*SHORT TASK*.
In the text on machine learning, what does a supervised neural network receive during training?

*TEXT*.
Machine Learning is a subset of Narrow AI that does pattern classification. It’s an engine – an algorithm that learns without explicit programming. It learns from the data. What does that mean? Given one set of data, it’s going to come up with an answer. But given a different set of data, it will come up with something different.

A Self-Organizing Map is a type of neural network that adjusts to training data. However, it makes no assumptions about the characteristics of the data. So, if you look at the whole field of artificial intelligence, and then we look at machine learning as a subset of that, there’s two parts: supervised neural networks and unsupervised neural networks. Unsupervised is where you feed it the data and say “you go figure it out.” In supervised neural networks, you give it both the data and the right answer. Some examples of supervised neural networks would be convolutional neural networks and deep learning algorithms. Convolutional is a more classical type of a supervised neural network, where for every data sample, we know the answer.

*DATASET RECORDS*.
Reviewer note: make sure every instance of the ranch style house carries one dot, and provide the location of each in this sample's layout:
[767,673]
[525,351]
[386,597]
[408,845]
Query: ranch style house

*WORKED ANSWER*.
It receives both the data and the right answer.